Rabbit Holes of Live Issues
Slow Performance, Memory Issues, Robots, and Test Cases
Some time ago, I experienced the excitement of live website performance issues: performance randomly decreasing, general slowness, and memory issues. Which was happening more and more often now that it had a new users... To the point that the website just froze completely and was unresponsive, and just kept spinning. Slowly, an issue that happened not-at-all suddenly started happening from once a month, to a few times a week, to a few times a day.
During these "unstable times," the entire website would be inaccessible to everyone after some time. And the only thing that could be done to bring it back online was to do a few iisresets or restart the server completely to get the website to wake up again.
When I was looking into this issue, I had a few theories. Some of them were possible issue with server setup, memory usage, and many people using the website at once. It was the busiest season for the company, after all, and they had many new customers. The time frames that it would go down were during times when there could have been a lot of activity, such as a Friday afternoon or Monday afternoon.
So, I started researching. #beginthesearch
Rabbit Hole #1: Too Much Activity / Memory Issues?

- Assigned task A
In the post on live website performance issues, what was the only thing that could bring the website back online?
- Assigned task B
Carry on the post on live website performance issues, starting after its last line.

- Records supplied
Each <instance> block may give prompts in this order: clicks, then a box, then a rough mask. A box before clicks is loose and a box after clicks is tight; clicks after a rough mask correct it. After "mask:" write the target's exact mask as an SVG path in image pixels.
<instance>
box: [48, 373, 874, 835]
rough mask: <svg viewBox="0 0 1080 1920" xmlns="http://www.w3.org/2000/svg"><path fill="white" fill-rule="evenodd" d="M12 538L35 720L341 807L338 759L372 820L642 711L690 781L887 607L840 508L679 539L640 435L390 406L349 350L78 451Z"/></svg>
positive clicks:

--

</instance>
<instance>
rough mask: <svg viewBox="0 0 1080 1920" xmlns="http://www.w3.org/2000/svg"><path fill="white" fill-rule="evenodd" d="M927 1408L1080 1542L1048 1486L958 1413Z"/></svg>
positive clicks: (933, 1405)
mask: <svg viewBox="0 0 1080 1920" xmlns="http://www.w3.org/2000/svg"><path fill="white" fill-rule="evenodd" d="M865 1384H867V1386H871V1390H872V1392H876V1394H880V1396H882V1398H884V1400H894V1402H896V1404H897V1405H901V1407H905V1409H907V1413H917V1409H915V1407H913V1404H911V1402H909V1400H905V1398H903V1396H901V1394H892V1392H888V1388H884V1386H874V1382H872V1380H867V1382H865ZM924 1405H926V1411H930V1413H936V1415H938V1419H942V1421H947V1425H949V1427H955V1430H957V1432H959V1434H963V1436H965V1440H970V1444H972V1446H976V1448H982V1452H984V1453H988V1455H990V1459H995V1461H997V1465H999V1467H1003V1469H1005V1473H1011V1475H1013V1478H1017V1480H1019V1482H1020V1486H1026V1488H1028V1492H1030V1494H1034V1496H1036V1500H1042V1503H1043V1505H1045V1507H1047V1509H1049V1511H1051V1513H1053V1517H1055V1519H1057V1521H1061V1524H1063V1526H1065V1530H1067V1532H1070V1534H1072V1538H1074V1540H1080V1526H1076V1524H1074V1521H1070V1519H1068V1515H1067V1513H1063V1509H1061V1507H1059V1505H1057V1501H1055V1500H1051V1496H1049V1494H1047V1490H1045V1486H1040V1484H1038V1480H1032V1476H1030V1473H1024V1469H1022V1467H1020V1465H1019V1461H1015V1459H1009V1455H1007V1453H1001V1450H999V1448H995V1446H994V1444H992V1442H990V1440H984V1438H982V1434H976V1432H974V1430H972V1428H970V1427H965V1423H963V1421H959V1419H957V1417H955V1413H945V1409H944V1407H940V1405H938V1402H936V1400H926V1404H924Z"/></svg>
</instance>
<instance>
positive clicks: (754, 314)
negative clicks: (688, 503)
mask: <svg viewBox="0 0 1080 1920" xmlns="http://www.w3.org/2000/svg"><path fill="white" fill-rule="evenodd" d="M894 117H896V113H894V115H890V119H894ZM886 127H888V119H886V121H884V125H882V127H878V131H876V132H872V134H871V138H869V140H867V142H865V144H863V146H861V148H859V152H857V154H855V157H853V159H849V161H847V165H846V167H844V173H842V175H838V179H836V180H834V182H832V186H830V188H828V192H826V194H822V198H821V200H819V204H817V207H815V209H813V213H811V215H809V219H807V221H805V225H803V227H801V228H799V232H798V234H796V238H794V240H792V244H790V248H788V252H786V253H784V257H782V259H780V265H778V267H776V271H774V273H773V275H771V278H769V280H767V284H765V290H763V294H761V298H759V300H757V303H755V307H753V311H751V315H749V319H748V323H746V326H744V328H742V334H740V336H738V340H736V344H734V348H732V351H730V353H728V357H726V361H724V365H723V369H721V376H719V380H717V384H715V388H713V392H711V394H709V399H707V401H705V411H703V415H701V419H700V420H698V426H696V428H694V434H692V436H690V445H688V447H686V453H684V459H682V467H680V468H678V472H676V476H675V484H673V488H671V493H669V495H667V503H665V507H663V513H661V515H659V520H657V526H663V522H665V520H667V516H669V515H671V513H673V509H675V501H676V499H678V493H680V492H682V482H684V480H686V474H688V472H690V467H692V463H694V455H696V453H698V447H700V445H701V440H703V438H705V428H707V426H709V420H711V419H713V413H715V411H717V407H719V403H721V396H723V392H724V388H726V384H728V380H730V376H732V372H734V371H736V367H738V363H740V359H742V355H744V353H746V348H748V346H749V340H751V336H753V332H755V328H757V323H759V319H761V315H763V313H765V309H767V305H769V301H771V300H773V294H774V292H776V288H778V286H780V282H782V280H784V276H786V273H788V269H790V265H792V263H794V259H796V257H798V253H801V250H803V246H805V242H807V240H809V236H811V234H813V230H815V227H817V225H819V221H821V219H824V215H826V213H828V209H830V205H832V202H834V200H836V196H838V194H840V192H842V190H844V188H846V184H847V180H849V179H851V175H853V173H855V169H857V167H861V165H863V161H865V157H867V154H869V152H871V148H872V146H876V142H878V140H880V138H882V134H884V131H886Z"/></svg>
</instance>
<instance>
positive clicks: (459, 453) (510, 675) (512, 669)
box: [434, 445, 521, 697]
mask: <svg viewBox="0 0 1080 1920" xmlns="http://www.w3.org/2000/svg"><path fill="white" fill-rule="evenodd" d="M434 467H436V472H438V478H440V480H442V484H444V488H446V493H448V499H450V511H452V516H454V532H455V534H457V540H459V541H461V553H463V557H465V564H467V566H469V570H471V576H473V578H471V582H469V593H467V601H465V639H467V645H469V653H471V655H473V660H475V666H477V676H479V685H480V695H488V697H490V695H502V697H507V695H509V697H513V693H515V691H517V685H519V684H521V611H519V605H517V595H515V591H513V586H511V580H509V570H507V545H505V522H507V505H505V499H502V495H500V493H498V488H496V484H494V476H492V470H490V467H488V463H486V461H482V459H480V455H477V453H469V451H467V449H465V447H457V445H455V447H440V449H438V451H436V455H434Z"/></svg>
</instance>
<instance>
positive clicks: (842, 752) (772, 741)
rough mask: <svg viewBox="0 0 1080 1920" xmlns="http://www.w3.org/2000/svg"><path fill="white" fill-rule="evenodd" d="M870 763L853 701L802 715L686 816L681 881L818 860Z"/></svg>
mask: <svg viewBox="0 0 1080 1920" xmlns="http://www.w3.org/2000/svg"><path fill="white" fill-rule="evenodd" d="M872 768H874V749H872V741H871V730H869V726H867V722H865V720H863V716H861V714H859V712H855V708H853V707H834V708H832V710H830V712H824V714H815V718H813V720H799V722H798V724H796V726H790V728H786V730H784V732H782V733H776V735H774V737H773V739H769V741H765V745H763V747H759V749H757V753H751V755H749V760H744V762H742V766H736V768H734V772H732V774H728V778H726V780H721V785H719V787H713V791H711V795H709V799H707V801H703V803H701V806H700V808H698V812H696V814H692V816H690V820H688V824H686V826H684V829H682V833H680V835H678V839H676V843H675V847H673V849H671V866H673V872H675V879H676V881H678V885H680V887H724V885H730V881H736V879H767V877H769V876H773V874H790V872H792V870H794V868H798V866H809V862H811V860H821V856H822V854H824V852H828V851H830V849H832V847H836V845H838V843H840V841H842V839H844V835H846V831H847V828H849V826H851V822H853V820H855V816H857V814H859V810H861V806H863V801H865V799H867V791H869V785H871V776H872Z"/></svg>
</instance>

- Answer A
Doing a few iisresets or restarting the server completely.

- Answer B
To try and prove this first theory and find a solution, I had to gather some resources.
First, I opened the Event Viewer to look at the Event Logs of the application. Surely something would give me some leads there.
And I did find some leads...
There were numerous logs of "Out of Memory" for the application during the times the website going down. In fact, with majority of the instances looked into, there were "Out of Memory" errors in the event history that line up to the downtimes that the website experienced.
With these time frames, I looked at the Application Logs of the website to see what kind of activity was happening during those times. Nothing seemed very "out of the ordinary" though... The application did use realtime price calls to get prices for products, and those were being logged around those times. But the ENTIRE logs were filled with realtime price call logs, and during these down-time time frames, the log quantity was not more and didn't spike more than other times throughout the day....
Memory was in fact an issue during these times, but nothing led me to believe it was necessarily from "too much activity" of calls on the website related to products and pricing. So I continued looking.
Rabbit Hole #2: Robots Hitting Website?
I decided to look at another place that is a common "look-here-if-there-is-an-issue" location: the Worker Processes.
The Worker Processes can be found in IIS Manager, as seen below.
After you select it, you can then select which Application Pool to view, and then see the current calls happening on the website at that moment.
The first time I checked this, nothing seemed out of the ordinary. However, after some time, I checked it again and saw hundreds of "Submit a Form" requests, whose action actually submitted a generated email... A robot had taken over a form submission and using it to send spam emails. #dangerous
This was a big issue. Microsoft had actually flagged their no-reply email address just last week... However, this issue was a new issue that happened recently over the past week...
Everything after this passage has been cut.